■ **Quoted passage**
Based on the works of Hicks and Allen, Paul Samuelson focussed on the construction of a solid value-free theory of consumer behaviour. In an early article, Samuelson expressed his doubts about Hicks’ and Allen’s reconstruction of utility theory in terms of marginal rate of substitution:

“It is clear that even the most modern analysis shows vestigial traces of the utility concept. The introduction and meaning of the marginal rate of substitution as an entity independent of any psychological, introspective implications would be, to say the least, ambiguous” (Samuelson, 1938, p. 61).

■ **Instructions**
1. In the passage on Samuelson and consumer theory, whose works did Samuelson base his theory of consumer behavior on?
2. Rewrite everything from "Based on the" down to "1938, p. 61)." in the passage on Samuelson and consumer theory, putting "unclear" in place of "ambiguous".
3. Continue the passage on Samuelson and consumer theory from the point where it stops.

■ **Records**
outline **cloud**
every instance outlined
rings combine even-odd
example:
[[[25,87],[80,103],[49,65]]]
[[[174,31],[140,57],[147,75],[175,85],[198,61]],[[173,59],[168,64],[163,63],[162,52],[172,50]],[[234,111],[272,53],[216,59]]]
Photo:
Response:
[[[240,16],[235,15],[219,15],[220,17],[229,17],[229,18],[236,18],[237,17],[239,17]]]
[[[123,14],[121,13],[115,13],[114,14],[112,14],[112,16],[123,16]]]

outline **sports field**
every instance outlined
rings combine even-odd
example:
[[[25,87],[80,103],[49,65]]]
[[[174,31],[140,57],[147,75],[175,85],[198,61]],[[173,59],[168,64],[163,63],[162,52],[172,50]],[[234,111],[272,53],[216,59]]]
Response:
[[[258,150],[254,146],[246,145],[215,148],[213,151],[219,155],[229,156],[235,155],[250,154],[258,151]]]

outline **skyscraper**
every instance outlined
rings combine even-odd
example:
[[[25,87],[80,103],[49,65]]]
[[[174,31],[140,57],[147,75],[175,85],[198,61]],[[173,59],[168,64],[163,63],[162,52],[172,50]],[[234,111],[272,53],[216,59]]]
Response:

■ **Results of the tasks**
1. Hicks and Allen

2.
Based on the works of Hicks and Allen, Paul Samuelson focussed on the construction of a solid value-free theory of consumer behaviour. In an early article, Samuelson expressed his doubts about Hicks’ and Allen’s reconstruction of utility theory in terms of marginal rate of substitution:

“It is clear that even the most modern analysis shows vestigial traces of the utility concept. The introduction and meaning of the marginal rate of substitution as an entity independent of any psychological, introspective implications would be, to say the least, unclear” (Samuelson, 1938, p. 61).

3.
Samuelson aimed to get away from psychological concepts by accepting observed behaviour only. Samuelson’s revealed preference theory is based on a few basic postulates which describe “rational” economic agents. Following a behavioural framework analogous to the one developed by Samuelson, John von Neumann and Oskar Morgenstern suggested a decision theory when the probabilities of the possible outcomes are objectively known. Based on a set of axioms over people’s preferences, they constructed an expected utility function. Consequently, rational agents conforming to the axioms maximize their expected utility function (Von Neumann & Morgenstern, 1944). Given the above developments, the concept of utility has a completely different meaning than the one used by most marginalists. Utility has no intrinsic meaning other than the information it supplies concerning preference ordering. In other words, “the utility concept degenerated into just a handsome tool to describe choice behavior” (Van Praag, 1991, p.70).Footnote 13 Consequently, the new concept of utility in terms of preference satisfaction does not require a commitment to utilitarianism as was the case with Edgeworth, Pigou and Harrod. Expected utility theory and revealed preference theory are the foundations of the modern theory of choice in economics (Crawford & De Rock, 2014; Hands, 2016; Varian, 2010).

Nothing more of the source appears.